-- PROVIDED TEXT --
The above is the translation of a letter written to the Bombay Jesuits by one who knew Fr Willy well and we may add also, knew enough to judge men and matters.
Fr Joseph Willy, as the author of the "In Memoriam" puts it, "built up the soul of the College while Fr Mutti built up its body." It was Fr Willy, who as the first Rector and Principal of the College, declared on Jan, 12, 1880, in a pandal of thatched cadjan leaves: "We open the college today". And one of his successors will soon announce amidst a pile of buildings and perhaps before an assembly of several thousand: "The College completes 100 years today".
In Fr Joseph Willy we have a beautiful example of hard work, which was indeed characteristic of the first Fathers of our Province. This spirit of hard work was, in Fr Willy, combined with German tenacity and religious simplicity, an uncanny eye for detail, and a never exhausting zeal. Edu cation, for Fr Willy, was a means to an end. The educational apostolate was a means of reaching God in and through Christ. So, the study of languages and the sciences had their rightful place in his apostolic endeavour. In the same way games and sports, music and painting and other extra-curricular and cultural activities too found a place in his apostolate. He was gifted with a broad outlook and a balanced mind to be able to take interest in different aspects of a student's life, giving them the importance, they deserved. What is more, he could take a personal interest in each one of them and thus win the hearts of his students, the parents and Mangaloreans in general. "Among us" wrote one of his students, Mr. Jerome Saldanha, M.L.C., Fr Willy soon acquired the reputation of being almost omniscient and omnipresent, so powerful was his memory, so keen his insight into men and matters and so energetic was his action. He was Rector, Principal, Prefect of Studies, clerk, collector of school fees, Director of the College Choir, and of the Sodality Choir at Codialbail, spiritual Father of the nuns at St Ann's and what not. He did everything thoroughly and with an eye to minute details, which was truly remarkable. He found time to visit each class at least once a month, to examine the boys and to read out the 'Honoris Causa' List. He went over all the examination papers and revised them carefully after the professors had assessed the marks. He used to keep a strict account of the tickets showing that a boy had gone to confession at least once a month (a practice in vogue at that time). Once my confession ticket had not been handed over to him and the result was that I had to learn by heart a chapter of De Bello Gallico. When the good Father discovered the mistake, he was very sorry, but at the same time expressed his keen satisfaction at my having done the penance without grumbling".

-- WORK INSTRUCTION 1 --
Write out the stretch of the Fr Willy passage from "The above is" through "men and matters.".
-- WORK INSTRUCTION 2 --
Summarize the passage about Fr Joseph Willy in two sentences.
The data has no connection to the passage about Fr Joseph Willy.

(Recorded data)

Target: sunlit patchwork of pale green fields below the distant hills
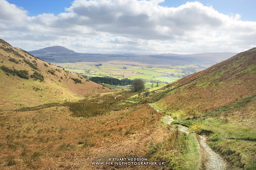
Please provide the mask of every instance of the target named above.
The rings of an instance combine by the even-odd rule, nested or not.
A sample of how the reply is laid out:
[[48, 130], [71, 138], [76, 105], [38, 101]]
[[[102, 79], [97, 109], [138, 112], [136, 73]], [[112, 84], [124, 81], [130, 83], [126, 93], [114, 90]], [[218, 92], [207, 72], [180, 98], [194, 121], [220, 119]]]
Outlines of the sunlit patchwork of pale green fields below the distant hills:
[[[96, 66], [98, 62], [76, 62], [76, 63], [56, 63], [68, 71], [87, 75], [88, 77], [113, 77], [129, 78], [159, 81], [160, 83], [171, 83], [184, 76], [183, 70], [193, 67], [196, 71], [201, 71], [202, 67], [209, 65], [146, 65], [143, 63], [125, 63], [123, 61], [111, 61], [101, 63], [102, 66]], [[183, 70], [182, 70], [183, 69]]]

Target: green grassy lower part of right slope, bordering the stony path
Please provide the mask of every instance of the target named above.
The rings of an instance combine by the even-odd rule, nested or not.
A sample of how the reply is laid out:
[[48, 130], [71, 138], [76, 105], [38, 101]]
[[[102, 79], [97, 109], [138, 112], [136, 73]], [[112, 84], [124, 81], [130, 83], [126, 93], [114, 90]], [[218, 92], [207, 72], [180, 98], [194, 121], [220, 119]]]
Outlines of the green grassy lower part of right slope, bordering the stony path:
[[[210, 147], [220, 152], [232, 168], [255, 169], [255, 118], [246, 116], [255, 111], [254, 103], [256, 98], [252, 95], [194, 119], [183, 119], [183, 115], [176, 113], [175, 123], [189, 127], [188, 130], [197, 134], [207, 135]], [[189, 157], [186, 159], [190, 160]]]

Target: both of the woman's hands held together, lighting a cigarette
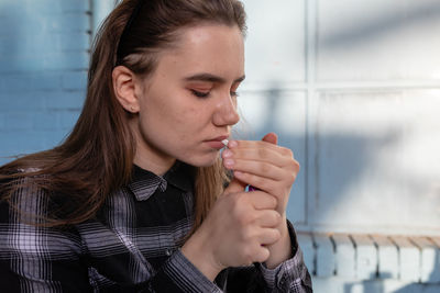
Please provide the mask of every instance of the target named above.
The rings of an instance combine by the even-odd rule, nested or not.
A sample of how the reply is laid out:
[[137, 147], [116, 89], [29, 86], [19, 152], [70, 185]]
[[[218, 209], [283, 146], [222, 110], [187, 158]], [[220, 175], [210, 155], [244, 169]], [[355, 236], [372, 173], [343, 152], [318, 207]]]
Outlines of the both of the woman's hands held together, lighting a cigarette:
[[[183, 247], [211, 280], [224, 268], [267, 261], [272, 247], [289, 246], [286, 206], [299, 164], [290, 149], [276, 143], [271, 133], [261, 142], [231, 140], [222, 153], [234, 178]], [[248, 184], [257, 190], [244, 192]], [[288, 243], [278, 245], [282, 241]]]

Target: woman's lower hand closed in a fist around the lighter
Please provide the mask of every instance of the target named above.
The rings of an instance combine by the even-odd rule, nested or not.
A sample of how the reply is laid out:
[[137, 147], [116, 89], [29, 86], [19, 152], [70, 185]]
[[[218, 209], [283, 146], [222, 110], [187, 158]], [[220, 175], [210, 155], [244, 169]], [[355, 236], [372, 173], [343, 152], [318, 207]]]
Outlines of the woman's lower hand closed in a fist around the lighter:
[[273, 195], [232, 180], [182, 252], [211, 281], [224, 268], [264, 262], [280, 238], [276, 206]]

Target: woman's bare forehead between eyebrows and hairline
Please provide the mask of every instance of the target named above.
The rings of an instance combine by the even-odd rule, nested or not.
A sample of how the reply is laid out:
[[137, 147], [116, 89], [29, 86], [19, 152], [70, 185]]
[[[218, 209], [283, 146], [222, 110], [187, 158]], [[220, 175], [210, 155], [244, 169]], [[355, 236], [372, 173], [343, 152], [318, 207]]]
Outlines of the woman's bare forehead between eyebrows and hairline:
[[[244, 74], [244, 42], [238, 26], [205, 24], [180, 29], [174, 46], [161, 53], [160, 68]], [[170, 74], [170, 72], [168, 72]]]

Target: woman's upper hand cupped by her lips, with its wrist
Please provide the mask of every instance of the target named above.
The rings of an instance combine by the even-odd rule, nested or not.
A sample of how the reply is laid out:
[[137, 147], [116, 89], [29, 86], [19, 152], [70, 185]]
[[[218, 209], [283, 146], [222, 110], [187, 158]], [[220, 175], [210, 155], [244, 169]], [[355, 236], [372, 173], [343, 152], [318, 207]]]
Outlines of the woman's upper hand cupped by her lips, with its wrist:
[[262, 142], [232, 140], [228, 144], [229, 149], [222, 154], [223, 165], [233, 170], [235, 180], [265, 191], [277, 201], [275, 210], [283, 219], [277, 229], [282, 237], [275, 244], [267, 246], [268, 268], [275, 268], [292, 256], [286, 207], [292, 185], [299, 171], [299, 164], [292, 150], [277, 146], [277, 140], [274, 133], [265, 135]]

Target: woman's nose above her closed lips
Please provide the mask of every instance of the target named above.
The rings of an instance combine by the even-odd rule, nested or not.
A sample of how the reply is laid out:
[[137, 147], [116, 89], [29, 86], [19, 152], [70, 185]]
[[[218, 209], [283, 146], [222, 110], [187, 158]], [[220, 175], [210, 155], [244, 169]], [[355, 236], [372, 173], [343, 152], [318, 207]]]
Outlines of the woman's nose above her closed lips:
[[216, 104], [216, 111], [212, 116], [213, 124], [217, 126], [234, 125], [240, 121], [237, 112], [237, 101], [229, 93], [222, 95]]

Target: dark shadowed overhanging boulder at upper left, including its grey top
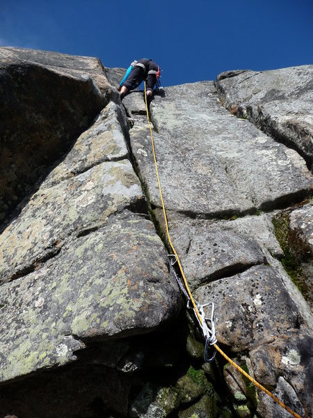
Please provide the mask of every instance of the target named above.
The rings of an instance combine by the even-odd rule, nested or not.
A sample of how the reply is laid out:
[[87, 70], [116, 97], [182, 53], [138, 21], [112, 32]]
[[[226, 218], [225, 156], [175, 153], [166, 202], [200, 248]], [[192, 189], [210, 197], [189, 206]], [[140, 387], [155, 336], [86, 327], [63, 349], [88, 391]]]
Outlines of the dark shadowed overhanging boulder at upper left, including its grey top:
[[86, 130], [108, 102], [110, 86], [95, 59], [7, 47], [0, 57], [3, 219]]

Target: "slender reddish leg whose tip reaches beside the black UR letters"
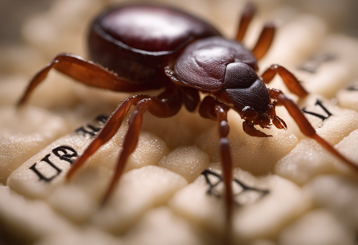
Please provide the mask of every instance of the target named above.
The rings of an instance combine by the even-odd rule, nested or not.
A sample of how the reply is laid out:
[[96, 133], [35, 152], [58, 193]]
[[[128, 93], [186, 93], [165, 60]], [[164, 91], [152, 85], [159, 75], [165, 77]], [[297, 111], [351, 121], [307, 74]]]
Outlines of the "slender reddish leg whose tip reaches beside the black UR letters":
[[125, 119], [128, 110], [131, 105], [136, 105], [140, 100], [149, 98], [146, 95], [132, 95], [126, 98], [113, 112], [112, 116], [107, 120], [106, 125], [103, 129], [97, 134], [96, 138], [92, 143], [87, 147], [83, 154], [72, 164], [72, 167], [69, 169], [66, 178], [69, 179], [73, 174], [79, 169], [86, 160], [93, 155], [98, 148], [106, 144], [118, 131], [122, 125], [123, 120]]

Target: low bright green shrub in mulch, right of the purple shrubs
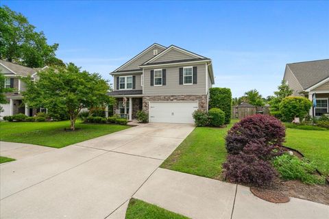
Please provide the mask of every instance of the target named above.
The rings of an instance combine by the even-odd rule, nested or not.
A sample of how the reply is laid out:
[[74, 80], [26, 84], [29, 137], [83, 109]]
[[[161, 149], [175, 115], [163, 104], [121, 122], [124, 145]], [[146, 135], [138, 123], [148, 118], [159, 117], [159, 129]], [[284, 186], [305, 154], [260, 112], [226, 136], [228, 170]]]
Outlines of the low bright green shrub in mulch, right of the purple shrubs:
[[283, 154], [273, 159], [273, 166], [280, 173], [282, 179], [299, 179], [306, 184], [324, 184], [324, 177], [314, 175], [315, 164], [307, 159]]

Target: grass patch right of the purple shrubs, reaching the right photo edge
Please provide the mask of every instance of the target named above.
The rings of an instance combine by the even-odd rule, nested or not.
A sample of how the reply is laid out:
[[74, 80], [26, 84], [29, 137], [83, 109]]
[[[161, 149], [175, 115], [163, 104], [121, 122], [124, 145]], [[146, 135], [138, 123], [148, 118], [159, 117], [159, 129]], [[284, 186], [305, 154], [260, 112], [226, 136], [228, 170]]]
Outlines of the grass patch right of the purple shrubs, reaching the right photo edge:
[[322, 174], [329, 175], [329, 130], [287, 129], [284, 145], [300, 151]]

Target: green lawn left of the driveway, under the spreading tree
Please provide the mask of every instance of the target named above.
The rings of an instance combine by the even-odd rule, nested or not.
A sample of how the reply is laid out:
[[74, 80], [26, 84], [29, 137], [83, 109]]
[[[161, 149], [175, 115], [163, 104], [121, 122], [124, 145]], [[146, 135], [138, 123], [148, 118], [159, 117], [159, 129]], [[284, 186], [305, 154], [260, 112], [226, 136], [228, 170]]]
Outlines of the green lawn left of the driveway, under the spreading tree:
[[64, 128], [69, 127], [69, 121], [0, 123], [0, 140], [62, 148], [70, 144], [129, 128], [125, 125], [91, 125], [77, 122], [75, 131], [64, 131]]

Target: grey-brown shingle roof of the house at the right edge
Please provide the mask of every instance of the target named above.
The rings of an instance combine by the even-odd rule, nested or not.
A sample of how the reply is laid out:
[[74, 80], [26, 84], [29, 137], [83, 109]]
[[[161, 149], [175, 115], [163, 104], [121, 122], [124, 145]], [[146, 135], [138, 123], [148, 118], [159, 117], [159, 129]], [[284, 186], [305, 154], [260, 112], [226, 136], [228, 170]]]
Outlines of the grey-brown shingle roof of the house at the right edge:
[[302, 88], [306, 90], [329, 77], [329, 59], [287, 64]]

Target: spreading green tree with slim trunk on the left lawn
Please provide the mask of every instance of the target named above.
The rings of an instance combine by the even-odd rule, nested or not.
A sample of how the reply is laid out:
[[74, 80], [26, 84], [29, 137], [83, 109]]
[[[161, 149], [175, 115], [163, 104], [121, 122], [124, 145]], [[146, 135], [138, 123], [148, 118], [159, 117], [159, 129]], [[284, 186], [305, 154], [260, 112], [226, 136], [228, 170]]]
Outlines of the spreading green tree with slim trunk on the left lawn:
[[81, 71], [72, 63], [65, 68], [42, 70], [38, 77], [36, 82], [30, 77], [22, 78], [27, 85], [23, 92], [24, 103], [30, 107], [64, 110], [71, 120], [71, 130], [75, 130], [75, 120], [83, 108], [105, 107], [114, 103], [107, 94], [108, 81], [97, 73]]

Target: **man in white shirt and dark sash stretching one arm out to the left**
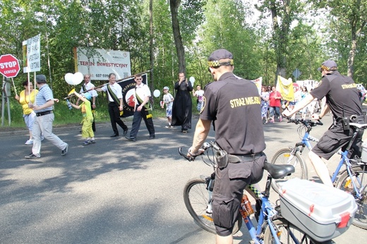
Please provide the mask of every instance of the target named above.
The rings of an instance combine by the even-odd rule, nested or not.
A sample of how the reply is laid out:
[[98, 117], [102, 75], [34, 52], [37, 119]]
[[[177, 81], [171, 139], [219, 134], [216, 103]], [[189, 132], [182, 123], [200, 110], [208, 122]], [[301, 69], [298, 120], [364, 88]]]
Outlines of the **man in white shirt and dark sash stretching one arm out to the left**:
[[117, 130], [116, 123], [124, 130], [124, 135], [128, 133], [128, 127], [125, 125], [123, 121], [121, 121], [120, 115], [124, 111], [124, 103], [122, 102], [122, 88], [121, 85], [116, 83], [116, 75], [114, 73], [110, 73], [108, 75], [109, 83], [104, 85], [101, 88], [95, 88], [97, 92], [107, 92], [109, 104], [108, 104], [108, 113], [109, 119], [111, 120], [112, 130], [114, 130], [114, 134], [111, 135], [111, 138], [115, 138], [119, 136], [119, 130]]

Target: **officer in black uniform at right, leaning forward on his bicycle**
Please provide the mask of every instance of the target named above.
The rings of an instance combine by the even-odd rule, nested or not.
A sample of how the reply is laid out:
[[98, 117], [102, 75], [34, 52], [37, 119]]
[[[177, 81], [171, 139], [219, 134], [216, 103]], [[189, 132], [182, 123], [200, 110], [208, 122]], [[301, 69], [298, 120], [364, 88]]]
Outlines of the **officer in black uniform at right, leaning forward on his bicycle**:
[[[330, 159], [340, 147], [342, 147], [342, 150], [347, 148], [353, 136], [354, 129], [343, 126], [343, 118], [346, 118], [344, 121], [349, 123], [354, 116], [357, 117], [357, 120], [363, 116], [361, 116], [362, 109], [356, 83], [351, 78], [341, 75], [337, 71], [337, 63], [332, 60], [327, 60], [318, 68], [318, 71], [323, 75], [323, 79], [320, 81], [318, 87], [315, 87], [307, 97], [299, 102], [299, 104], [296, 104], [292, 111], [285, 110], [283, 114], [289, 117], [303, 109], [313, 99], [317, 98], [321, 100], [323, 97], [326, 97], [326, 105], [323, 110], [320, 114], [313, 114], [312, 118], [321, 119], [331, 110], [335, 118], [335, 123], [325, 132], [312, 151], [308, 153], [308, 157], [310, 157], [313, 167], [321, 181], [325, 185], [333, 186], [329, 170], [321, 158]], [[360, 135], [357, 135], [357, 140], [353, 147], [354, 150], [350, 153], [351, 158], [354, 157], [354, 154], [359, 154], [362, 135], [363, 131]]]

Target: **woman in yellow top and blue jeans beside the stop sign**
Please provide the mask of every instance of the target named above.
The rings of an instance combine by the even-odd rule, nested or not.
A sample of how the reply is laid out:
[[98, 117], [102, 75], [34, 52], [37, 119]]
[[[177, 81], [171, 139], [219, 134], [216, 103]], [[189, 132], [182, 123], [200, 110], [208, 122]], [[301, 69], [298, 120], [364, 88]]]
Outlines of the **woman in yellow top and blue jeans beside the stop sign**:
[[38, 90], [33, 89], [32, 83], [28, 83], [28, 80], [23, 82], [22, 85], [25, 89], [20, 92], [19, 96], [16, 95], [16, 99], [23, 107], [23, 118], [25, 121], [25, 125], [28, 127], [28, 130], [30, 131], [30, 139], [25, 142], [25, 145], [32, 145], [33, 144], [32, 128], [36, 114], [33, 111], [33, 109], [30, 109], [28, 104], [33, 104], [35, 102], [35, 97], [36, 94], [38, 93]]

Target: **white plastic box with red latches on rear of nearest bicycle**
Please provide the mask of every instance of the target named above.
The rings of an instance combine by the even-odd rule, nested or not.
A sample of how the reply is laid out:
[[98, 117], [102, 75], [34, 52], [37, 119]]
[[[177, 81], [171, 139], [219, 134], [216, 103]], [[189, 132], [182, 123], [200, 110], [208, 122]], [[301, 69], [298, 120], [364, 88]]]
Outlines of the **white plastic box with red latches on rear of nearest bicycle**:
[[316, 241], [347, 231], [357, 210], [352, 195], [321, 183], [293, 178], [280, 190], [282, 216]]

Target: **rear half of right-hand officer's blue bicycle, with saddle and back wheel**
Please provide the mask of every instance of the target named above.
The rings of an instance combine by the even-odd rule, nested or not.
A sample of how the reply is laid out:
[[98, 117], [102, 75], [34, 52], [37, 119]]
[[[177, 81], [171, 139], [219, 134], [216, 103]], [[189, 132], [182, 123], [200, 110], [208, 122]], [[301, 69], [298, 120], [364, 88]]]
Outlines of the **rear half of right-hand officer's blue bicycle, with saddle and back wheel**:
[[[367, 128], [367, 123], [349, 123], [349, 126], [356, 128], [356, 131], [347, 149], [337, 152], [341, 155], [341, 159], [337, 165], [337, 169], [332, 173], [331, 181], [336, 188], [353, 195], [358, 209], [352, 224], [359, 228], [367, 229], [367, 161], [363, 162], [359, 157], [355, 157], [354, 159], [349, 159], [348, 157], [348, 152], [354, 140], [356, 140], [356, 135], [358, 135], [360, 130], [365, 130]], [[343, 164], [345, 164], [346, 169], [340, 171]]]

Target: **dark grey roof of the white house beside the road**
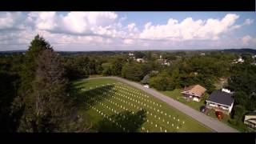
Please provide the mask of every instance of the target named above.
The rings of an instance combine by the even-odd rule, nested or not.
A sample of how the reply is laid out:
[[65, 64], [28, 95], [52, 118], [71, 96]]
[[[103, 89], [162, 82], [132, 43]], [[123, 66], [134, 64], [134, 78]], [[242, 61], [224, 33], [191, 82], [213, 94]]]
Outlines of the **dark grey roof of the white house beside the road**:
[[206, 101], [216, 102], [226, 106], [231, 106], [232, 103], [234, 102], [234, 98], [232, 97], [232, 94], [229, 94], [220, 90], [214, 90], [210, 94], [209, 98], [207, 98]]

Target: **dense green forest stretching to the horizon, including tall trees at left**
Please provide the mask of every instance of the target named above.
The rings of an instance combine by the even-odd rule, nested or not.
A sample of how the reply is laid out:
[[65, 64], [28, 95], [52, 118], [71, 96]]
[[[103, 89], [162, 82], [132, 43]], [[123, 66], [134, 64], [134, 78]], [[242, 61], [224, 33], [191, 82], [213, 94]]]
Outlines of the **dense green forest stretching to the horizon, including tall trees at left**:
[[[228, 78], [234, 90], [234, 125], [242, 125], [248, 111], [256, 109], [256, 66], [249, 53], [207, 51], [128, 52], [63, 54], [54, 52], [37, 35], [26, 53], [0, 56], [0, 130], [2, 132], [90, 131], [90, 118], [79, 116], [70, 82], [90, 75], [119, 76], [149, 84], [156, 90], [174, 90], [193, 84], [205, 86], [210, 94], [214, 83]], [[159, 56], [161, 55], [161, 58]], [[137, 62], [143, 58], [145, 62]], [[162, 64], [163, 60], [170, 65]]]

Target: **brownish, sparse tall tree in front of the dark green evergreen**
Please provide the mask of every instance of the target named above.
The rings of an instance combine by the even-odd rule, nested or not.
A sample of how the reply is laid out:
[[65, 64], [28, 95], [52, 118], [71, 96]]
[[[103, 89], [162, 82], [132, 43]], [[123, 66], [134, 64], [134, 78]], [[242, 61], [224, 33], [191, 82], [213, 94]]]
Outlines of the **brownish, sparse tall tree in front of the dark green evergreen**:
[[70, 113], [64, 68], [53, 50], [44, 50], [36, 64], [38, 67], [32, 82], [33, 92], [26, 96], [26, 109], [20, 130], [62, 131]]

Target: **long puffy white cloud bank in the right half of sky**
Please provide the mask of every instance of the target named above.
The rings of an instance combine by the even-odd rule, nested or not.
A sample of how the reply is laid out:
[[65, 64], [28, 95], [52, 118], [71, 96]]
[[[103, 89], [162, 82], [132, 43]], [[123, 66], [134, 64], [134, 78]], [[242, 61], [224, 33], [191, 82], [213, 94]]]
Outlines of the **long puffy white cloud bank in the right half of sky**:
[[182, 22], [170, 18], [166, 25], [152, 26], [151, 22], [146, 23], [140, 38], [147, 39], [168, 39], [168, 40], [217, 40], [220, 34], [234, 26], [239, 18], [237, 14], [226, 14], [221, 20], [209, 18], [206, 21], [186, 18]]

-- ANSWER AREA 1 --
The above is the translation of a letter written to the Bombay Jesuits by one who knew Fr Willy well and we may add also, knew enough to judge men and matters.

-- ANSWER AREA 2 --
Fr Joseph Willy opened the college on Jan 12, 1880, as its first Rector and Principal, and was said to have built up its soul while Fr Mutti built up its body. He joined hard work, tenacity and a keen eye for detail with a broad view of education that included languages, sciences, sports and the arts, and he took a personal interest in each student while holding many offices at once.